(Excerpts from point annotation data)
** BEGIN **
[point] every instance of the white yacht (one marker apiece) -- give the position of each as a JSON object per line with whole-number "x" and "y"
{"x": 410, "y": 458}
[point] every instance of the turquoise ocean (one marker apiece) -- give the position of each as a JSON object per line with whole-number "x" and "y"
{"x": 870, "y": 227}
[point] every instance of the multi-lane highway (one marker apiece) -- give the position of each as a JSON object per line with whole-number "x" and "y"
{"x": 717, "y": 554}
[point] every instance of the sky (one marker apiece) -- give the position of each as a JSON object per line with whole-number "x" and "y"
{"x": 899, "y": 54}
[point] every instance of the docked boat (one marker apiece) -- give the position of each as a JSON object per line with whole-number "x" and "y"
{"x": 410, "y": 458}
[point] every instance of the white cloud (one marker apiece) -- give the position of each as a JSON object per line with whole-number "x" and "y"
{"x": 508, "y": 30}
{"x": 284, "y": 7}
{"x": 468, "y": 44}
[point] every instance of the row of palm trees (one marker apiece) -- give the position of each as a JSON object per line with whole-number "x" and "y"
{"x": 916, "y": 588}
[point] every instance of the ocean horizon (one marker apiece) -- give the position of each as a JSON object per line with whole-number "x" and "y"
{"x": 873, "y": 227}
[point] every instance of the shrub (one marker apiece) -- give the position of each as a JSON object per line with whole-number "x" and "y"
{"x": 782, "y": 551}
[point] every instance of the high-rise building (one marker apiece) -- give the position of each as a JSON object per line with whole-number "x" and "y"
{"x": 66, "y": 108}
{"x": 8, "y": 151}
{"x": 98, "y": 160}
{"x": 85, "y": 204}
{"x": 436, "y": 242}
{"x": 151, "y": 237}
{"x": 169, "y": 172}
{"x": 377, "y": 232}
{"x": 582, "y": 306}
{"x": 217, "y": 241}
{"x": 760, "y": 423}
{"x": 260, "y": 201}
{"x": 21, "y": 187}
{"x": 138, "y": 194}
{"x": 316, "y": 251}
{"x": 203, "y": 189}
** END **
Rewrite the records above, switching every "whole-number" to "integer" and leaving everything else unchanged.

[point] every instance of the white yacht (one marker apiece) -- give the position of each as a JSON object per line with integer "x" and "y"
{"x": 410, "y": 458}
[point] every instance of the turquoise ocean (one marker apiece) -- give the position of each as a JSON object per line with integer "x" and "y"
{"x": 870, "y": 227}
[point] every instance of the multi-lane highway (one marker apiece) -- give the position of each as a JSON object per line with integer "x" and "y"
{"x": 717, "y": 554}
[point] every instance of the sky (one marker apiece) -- give the position of each as a JSON object per line with integer "x" and "y"
{"x": 899, "y": 54}
[point] every instance of the docked boat (one marker apiece) -- give the position of each as a JSON object per line with integer "x" and "y"
{"x": 410, "y": 458}
[point] every instance of the white cloud (one marker apiece) -- give the position of each as a JSON object per line with integer "x" and "y"
{"x": 508, "y": 30}
{"x": 284, "y": 7}
{"x": 468, "y": 44}
[point] every instance of the row of palm trees (one marker apiece) -- give the position of each as a JSON object per line with integer "x" and "y"
{"x": 916, "y": 588}
[point] every instance of the ocean horizon (one marker apiece) -- give the position of each as a JSON object per line with integer "x" and "y"
{"x": 873, "y": 227}
[point] every instance of the shrub (one marker apiece) -- give the position of each as a JSON object per line with integer "x" and "y"
{"x": 782, "y": 551}
[point] every instance of the high-rise building (one marker apiece) -- give the position of each as a JSON object per line with integer "x" and "y"
{"x": 66, "y": 108}
{"x": 8, "y": 151}
{"x": 98, "y": 160}
{"x": 85, "y": 204}
{"x": 436, "y": 242}
{"x": 151, "y": 237}
{"x": 169, "y": 172}
{"x": 377, "y": 232}
{"x": 582, "y": 306}
{"x": 217, "y": 241}
{"x": 760, "y": 423}
{"x": 260, "y": 201}
{"x": 21, "y": 187}
{"x": 138, "y": 194}
{"x": 316, "y": 251}
{"x": 203, "y": 189}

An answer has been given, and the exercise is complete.